• SELECTED TEXT:
Adult Richmond birdwings are very strong fliers usually active in the early morning and near dusk, when they can be easily observed feeding on flowers such as Lantana (Lantana camara), although eucalypt and Melaleuca flowers are also utilised. Observations of O. richmondia at other times of the day can lead to false impressions of their rarity, as the species can be locally abundant, albeit in small areas. Females are often observed some distance from their habitats and a migration of sorts has been noted in the QLD-NSW border ranges following years of exceptional rainfall. Such migrations allow populations of this species to establish in highland habitats over summer, although they die out over winter due to cold.
Birdwing butterflies are extremely elegant fliers, using their forewings to generate most of the power for flight. These are moved in almost a circular arc, while the hindwings act almost as a tailplane. Birdwings of the genus Troides fly in a similar manner. If disturbed, their flight becomes very erratic, essentially a series of skips and hops weaving in and out of foliage. They typically fly high in the rainforest canopy, descending only to feed or oviposit on host plants.
Males routinely establish territories along creeks and in rainforest clearings and periodically patrol them during the day, again being most active at dawn and dusk. Courtship is elaborate, with the male initially chasing after the female before hovering above to douse her in pheromones from his androconial brush, a large row of hairs along the anal fold of the hindwing. Females not receptive to such overtures will avoid mating by remaining immobile and preventing the male from settling and pairing with her.

• INFORMATION SUPPLIED:
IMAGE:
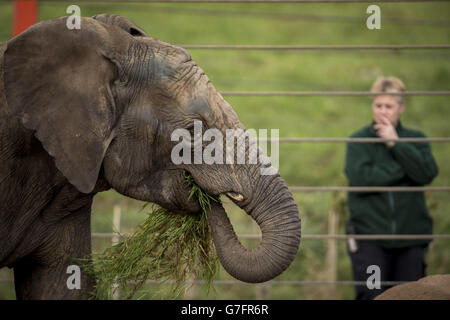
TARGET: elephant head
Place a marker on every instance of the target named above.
(104, 101)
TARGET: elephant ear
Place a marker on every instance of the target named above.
(57, 82)
(121, 22)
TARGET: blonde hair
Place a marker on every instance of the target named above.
(388, 85)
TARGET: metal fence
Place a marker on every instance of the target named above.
(331, 237)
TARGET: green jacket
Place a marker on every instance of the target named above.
(404, 164)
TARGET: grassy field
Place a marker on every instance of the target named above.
(304, 164)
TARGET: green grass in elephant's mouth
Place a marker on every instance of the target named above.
(165, 247)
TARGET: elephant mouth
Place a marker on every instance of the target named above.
(276, 214)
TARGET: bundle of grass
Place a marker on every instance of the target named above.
(167, 247)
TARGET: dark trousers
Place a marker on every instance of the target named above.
(397, 264)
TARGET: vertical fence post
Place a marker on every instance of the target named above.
(263, 291)
(25, 14)
(115, 240)
(333, 222)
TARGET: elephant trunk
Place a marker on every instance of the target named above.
(276, 213)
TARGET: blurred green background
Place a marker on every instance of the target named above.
(305, 164)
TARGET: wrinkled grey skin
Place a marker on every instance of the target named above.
(83, 111)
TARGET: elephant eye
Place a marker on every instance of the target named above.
(135, 32)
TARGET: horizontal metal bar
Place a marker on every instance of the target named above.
(361, 236)
(270, 283)
(332, 93)
(367, 189)
(313, 47)
(250, 1)
(282, 283)
(356, 140)
(330, 236)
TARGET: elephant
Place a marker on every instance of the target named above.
(91, 109)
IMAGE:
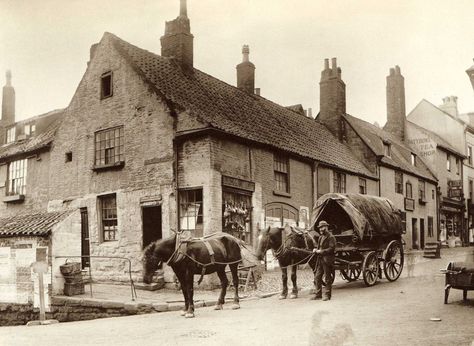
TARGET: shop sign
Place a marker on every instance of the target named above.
(409, 204)
(455, 183)
(238, 183)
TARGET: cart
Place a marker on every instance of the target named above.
(368, 232)
(459, 275)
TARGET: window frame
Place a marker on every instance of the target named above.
(398, 182)
(198, 215)
(363, 185)
(106, 75)
(339, 182)
(106, 151)
(106, 218)
(281, 173)
(17, 172)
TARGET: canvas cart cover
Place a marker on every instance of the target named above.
(369, 215)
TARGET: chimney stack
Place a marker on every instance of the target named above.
(177, 42)
(246, 72)
(396, 112)
(450, 105)
(332, 97)
(8, 101)
(470, 73)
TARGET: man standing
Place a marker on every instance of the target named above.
(324, 262)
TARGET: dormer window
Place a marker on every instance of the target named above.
(11, 134)
(30, 129)
(387, 149)
(106, 89)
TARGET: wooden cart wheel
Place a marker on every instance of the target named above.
(333, 276)
(370, 268)
(350, 274)
(393, 260)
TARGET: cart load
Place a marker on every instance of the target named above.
(368, 231)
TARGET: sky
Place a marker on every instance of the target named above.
(45, 43)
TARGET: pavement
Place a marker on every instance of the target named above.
(394, 313)
(268, 285)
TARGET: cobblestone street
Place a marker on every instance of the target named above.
(357, 315)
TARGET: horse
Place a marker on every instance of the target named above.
(196, 256)
(290, 247)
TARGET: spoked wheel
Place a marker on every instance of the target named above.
(350, 274)
(393, 260)
(370, 268)
(331, 279)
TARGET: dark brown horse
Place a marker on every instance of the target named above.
(285, 243)
(192, 257)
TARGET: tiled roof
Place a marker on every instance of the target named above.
(35, 224)
(33, 143)
(441, 142)
(400, 153)
(221, 106)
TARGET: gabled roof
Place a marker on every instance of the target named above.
(220, 106)
(440, 142)
(400, 153)
(36, 142)
(34, 224)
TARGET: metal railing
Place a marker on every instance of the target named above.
(132, 285)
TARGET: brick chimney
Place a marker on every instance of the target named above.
(450, 105)
(8, 102)
(177, 42)
(246, 72)
(470, 73)
(396, 112)
(332, 97)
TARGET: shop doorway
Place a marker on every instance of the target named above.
(85, 247)
(414, 234)
(152, 230)
(422, 234)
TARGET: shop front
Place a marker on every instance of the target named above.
(237, 207)
(452, 228)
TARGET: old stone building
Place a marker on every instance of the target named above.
(403, 177)
(149, 144)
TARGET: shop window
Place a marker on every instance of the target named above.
(362, 186)
(339, 182)
(106, 89)
(190, 211)
(16, 184)
(109, 147)
(421, 191)
(387, 149)
(409, 190)
(108, 214)
(281, 173)
(399, 182)
(430, 226)
(280, 214)
(237, 211)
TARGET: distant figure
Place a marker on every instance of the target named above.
(325, 261)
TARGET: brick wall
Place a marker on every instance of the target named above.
(149, 160)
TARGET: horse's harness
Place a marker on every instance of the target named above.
(183, 239)
(288, 234)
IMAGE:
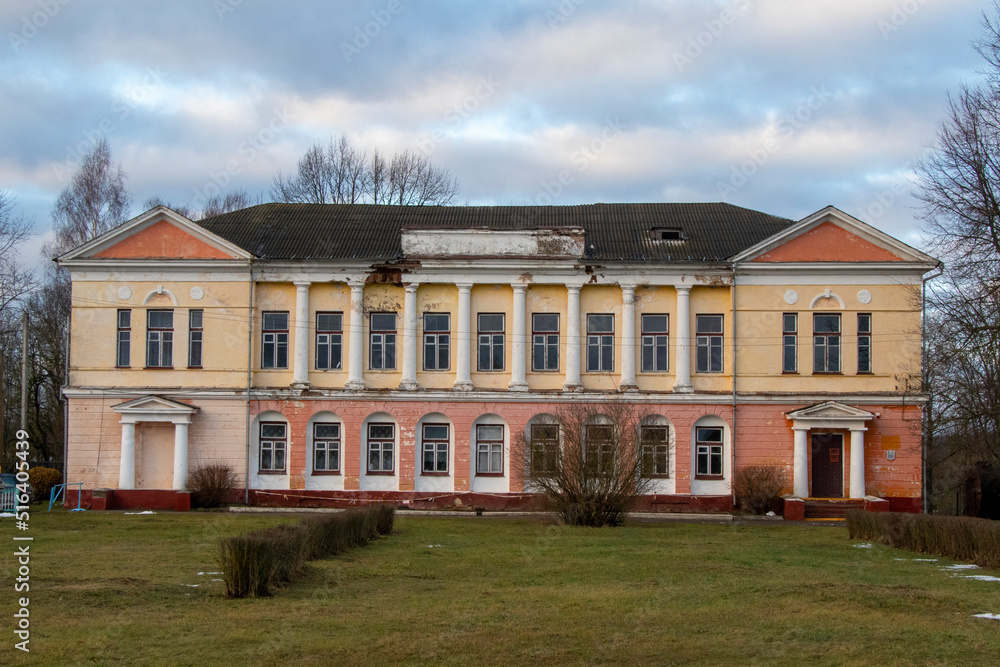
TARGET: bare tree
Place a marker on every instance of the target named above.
(15, 281)
(589, 462)
(94, 202)
(341, 174)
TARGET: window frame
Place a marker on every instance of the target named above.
(711, 455)
(387, 342)
(655, 446)
(164, 343)
(337, 441)
(825, 347)
(651, 337)
(438, 446)
(603, 342)
(790, 343)
(272, 440)
(382, 449)
(492, 445)
(709, 340)
(494, 343)
(196, 337)
(123, 341)
(439, 342)
(547, 342)
(278, 342)
(332, 339)
(865, 343)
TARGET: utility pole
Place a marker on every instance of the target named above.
(24, 371)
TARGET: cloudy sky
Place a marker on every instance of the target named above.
(783, 106)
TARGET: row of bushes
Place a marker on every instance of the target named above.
(253, 564)
(958, 537)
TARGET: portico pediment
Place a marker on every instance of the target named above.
(155, 408)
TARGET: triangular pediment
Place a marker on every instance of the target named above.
(830, 411)
(832, 236)
(159, 233)
(154, 405)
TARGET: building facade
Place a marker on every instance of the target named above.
(344, 353)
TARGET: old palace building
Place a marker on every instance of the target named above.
(358, 352)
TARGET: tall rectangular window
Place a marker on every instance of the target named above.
(274, 339)
(491, 333)
(381, 444)
(600, 343)
(708, 446)
(273, 445)
(655, 450)
(123, 348)
(489, 449)
(382, 341)
(544, 342)
(326, 447)
(437, 341)
(434, 442)
(655, 330)
(864, 342)
(329, 341)
(826, 343)
(159, 338)
(196, 332)
(790, 343)
(708, 339)
(544, 448)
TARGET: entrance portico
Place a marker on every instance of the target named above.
(821, 419)
(154, 409)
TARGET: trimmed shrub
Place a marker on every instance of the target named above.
(758, 487)
(254, 563)
(42, 480)
(958, 537)
(211, 485)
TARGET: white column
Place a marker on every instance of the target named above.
(682, 381)
(126, 469)
(355, 358)
(180, 456)
(572, 339)
(409, 382)
(300, 364)
(628, 339)
(463, 335)
(800, 462)
(518, 381)
(858, 462)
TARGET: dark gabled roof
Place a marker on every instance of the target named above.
(614, 232)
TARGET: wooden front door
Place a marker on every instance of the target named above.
(828, 465)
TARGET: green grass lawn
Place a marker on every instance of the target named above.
(110, 588)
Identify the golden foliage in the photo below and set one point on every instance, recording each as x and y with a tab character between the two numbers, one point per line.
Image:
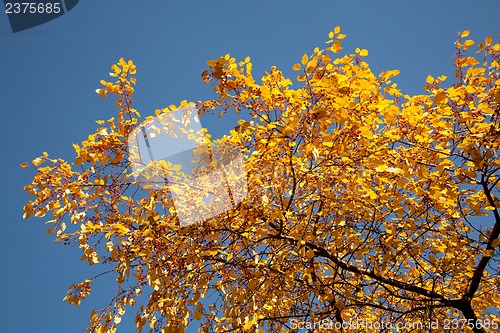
362	204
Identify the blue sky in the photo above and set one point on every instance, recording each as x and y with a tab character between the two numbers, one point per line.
47	99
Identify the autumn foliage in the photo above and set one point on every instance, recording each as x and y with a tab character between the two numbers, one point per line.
363	203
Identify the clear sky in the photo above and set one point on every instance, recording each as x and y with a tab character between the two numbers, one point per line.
49	75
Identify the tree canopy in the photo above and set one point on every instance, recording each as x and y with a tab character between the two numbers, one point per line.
364	205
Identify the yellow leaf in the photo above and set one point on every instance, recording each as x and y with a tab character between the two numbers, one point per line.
388	74
488	41
366	132
394	170
440	96
198	314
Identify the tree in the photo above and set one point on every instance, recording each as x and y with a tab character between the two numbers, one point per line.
362	205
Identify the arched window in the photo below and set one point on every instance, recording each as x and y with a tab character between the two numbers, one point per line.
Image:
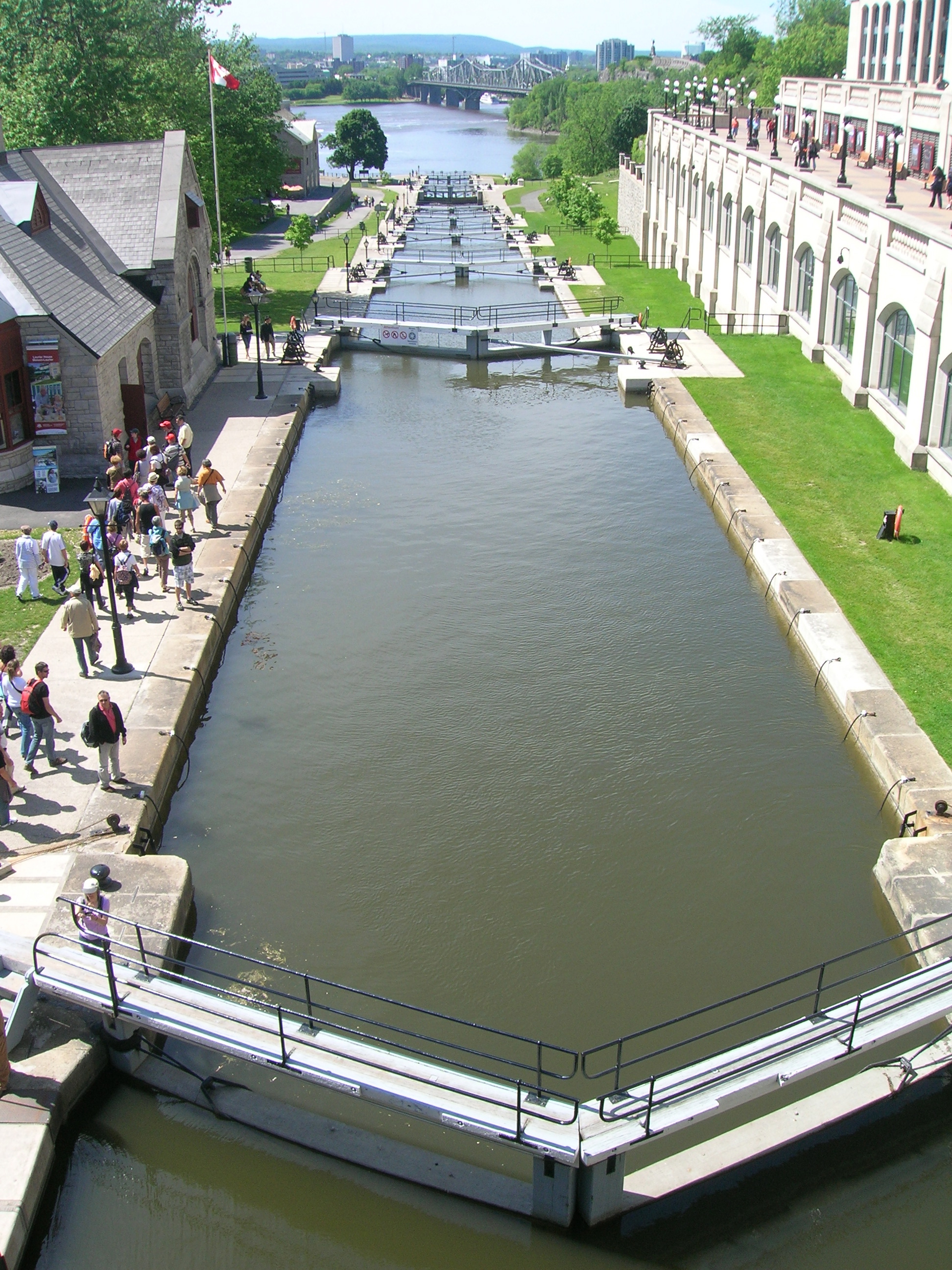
885	40
773	258
898	46
844	316
748	233
728	221
897	365
805	282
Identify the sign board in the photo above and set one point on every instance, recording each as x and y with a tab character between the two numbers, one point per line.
46	470
397	337
46	387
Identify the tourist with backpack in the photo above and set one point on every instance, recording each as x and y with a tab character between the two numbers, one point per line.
36	703
106	730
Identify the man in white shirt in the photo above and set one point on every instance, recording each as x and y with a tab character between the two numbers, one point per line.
186	439
54	549
28	561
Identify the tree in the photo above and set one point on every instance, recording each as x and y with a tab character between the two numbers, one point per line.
300	233
358	139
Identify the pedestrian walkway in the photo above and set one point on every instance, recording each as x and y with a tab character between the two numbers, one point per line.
226	421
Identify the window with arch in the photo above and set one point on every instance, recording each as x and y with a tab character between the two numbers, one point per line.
898	42
885	40
897	364
805	282
844	316
748	237
773	258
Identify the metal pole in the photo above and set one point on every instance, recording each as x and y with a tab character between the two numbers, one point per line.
217	213
122	666
262	395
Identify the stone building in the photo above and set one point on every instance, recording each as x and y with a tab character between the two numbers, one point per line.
106	295
771	245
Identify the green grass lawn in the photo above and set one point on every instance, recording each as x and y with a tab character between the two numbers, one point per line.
640	289
22	624
829	471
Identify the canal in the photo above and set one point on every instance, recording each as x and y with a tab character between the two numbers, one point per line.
504	731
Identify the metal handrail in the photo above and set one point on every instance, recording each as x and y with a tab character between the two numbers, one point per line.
816	992
539	1047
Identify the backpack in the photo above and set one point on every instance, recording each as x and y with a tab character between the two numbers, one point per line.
26	695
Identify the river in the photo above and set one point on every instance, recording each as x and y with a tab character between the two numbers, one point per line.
504	731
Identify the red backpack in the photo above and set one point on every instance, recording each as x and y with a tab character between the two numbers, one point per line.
26	695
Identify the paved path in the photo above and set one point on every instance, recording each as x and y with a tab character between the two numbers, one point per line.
226	422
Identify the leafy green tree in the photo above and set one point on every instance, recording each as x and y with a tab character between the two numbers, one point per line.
527	162
358	139
300	233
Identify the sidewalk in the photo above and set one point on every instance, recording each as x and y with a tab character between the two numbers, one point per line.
226	421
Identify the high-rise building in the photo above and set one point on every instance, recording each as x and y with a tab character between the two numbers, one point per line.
344	49
610	52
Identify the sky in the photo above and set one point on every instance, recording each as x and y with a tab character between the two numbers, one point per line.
559	24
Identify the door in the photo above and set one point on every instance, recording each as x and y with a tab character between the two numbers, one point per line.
134	408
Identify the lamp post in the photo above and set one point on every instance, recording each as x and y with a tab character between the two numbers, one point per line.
257	297
97	501
897	135
848	130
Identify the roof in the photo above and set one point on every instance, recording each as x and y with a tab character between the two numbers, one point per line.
68	271
116	187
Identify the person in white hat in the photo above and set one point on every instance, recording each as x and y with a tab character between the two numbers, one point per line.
93	924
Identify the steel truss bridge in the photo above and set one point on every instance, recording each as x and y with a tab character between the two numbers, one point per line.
466	80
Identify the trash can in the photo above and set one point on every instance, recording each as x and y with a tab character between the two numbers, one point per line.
230	353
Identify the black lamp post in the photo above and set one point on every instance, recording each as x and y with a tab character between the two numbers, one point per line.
257	297
97	501
897	135
847	136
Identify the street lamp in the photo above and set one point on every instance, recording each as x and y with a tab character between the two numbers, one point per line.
257	297
897	135
848	130
97	501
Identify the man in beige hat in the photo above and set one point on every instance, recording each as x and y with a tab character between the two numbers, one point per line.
28	562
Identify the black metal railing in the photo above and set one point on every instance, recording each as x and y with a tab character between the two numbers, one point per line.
638	1057
325	1005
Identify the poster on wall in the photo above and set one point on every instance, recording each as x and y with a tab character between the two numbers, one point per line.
46	470
46	387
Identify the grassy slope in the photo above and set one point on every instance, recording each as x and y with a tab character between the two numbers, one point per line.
829	471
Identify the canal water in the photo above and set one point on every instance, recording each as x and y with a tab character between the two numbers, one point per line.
503	731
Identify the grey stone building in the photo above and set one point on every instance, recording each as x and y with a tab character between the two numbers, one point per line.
106	295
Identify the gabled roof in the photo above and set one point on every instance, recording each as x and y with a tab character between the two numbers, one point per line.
116	187
68	271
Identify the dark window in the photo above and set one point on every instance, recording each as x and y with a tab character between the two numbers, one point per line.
844	316
897	365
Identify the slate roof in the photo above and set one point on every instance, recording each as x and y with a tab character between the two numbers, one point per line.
116	187
69	271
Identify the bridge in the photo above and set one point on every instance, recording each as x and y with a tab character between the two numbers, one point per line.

• EXERCISE SET:
1: Reproduce the stretch of the Richmond birdwing text from "Males routinely establish" through "pairing with her.".
2: According to the Richmond birdwing text, why can seeing the butterflies at times other than early morning or dusk give a false impression of their rarity? Answer in one to three sentences.
3: Write the next part of the Richmond birdwing text, picking up after its final sentence.
The lines after the text are separate material.

• EXPECTED RESULTS:
1:
Males routinely establish territories along creeks and in rainforest clearings and periodically patrol them during the day, again being most active at dawn and dusk. Courtship is elaborate, with the male initially chasing after the female before hovering above to douse her in pheromones from his androconial brush, a large row of hairs along the anal fold of the hindwing. Females not receptive to such overtures will avoid mating by remaining immobile and preventing the male from settling and pairing with her.

2: Adult Richmond birdwings are mostly active in the early morning and near dusk, so few are seen at other times. The species can in fact be locally abundant, though only in small areas.

3:
==Taxonomic status==
The taxonomic status of O. richmondia is still contested and molecular studies are required to establish its relationship with O. euphorion and O. priamus. Ornithoptera richmondia was initially described as Amphrisius australis by Swainson in 1851, and described a second time as Papilio richmondia by Gray in 1853. An application needs to be made to the ICZN to suppress A. australis, as richmondia has been the most commonly used epithet since either publication. Since its initial descriptions, O. richmondia has commonly been treated as a subspecies of the widespread Priam's birdwing (O. priamus). Although Zeuner suggested that O. richmondia may represent a distinct species from examination of the male genitalia, he continued to regard it as a subspecies of O. priamus. Based on Zeuner's argument, D'Abrera (1975) treated O. richmondia as a full species, although this arrangement was not accepted by Haugum & Low (1971). Nonetheless, D'Abrera's treatment of O. richmondia as a distinct species has been followed by most Australian authors since (e.g. Common & Waterhouse 1981, Hancock 1983, 1991; Parsons 1996a, 1996b and Hancock & Orr 1997, Braby 2000). Many non-Australian authors (e.g. Otani & Kimura 1998, von Knotgen 1997, Schaffler 2001, Deslisle 2004) continue to treat O. richmondia as a subspecies of O. priamus, although none cite any of the above Australian studies in their works. The most recent and robust taxonomic assessment of O. richmondia is by Edwards, Newland and Regan (2001) who afford this taxon full specific status, albeit as a species of Troides Hübner.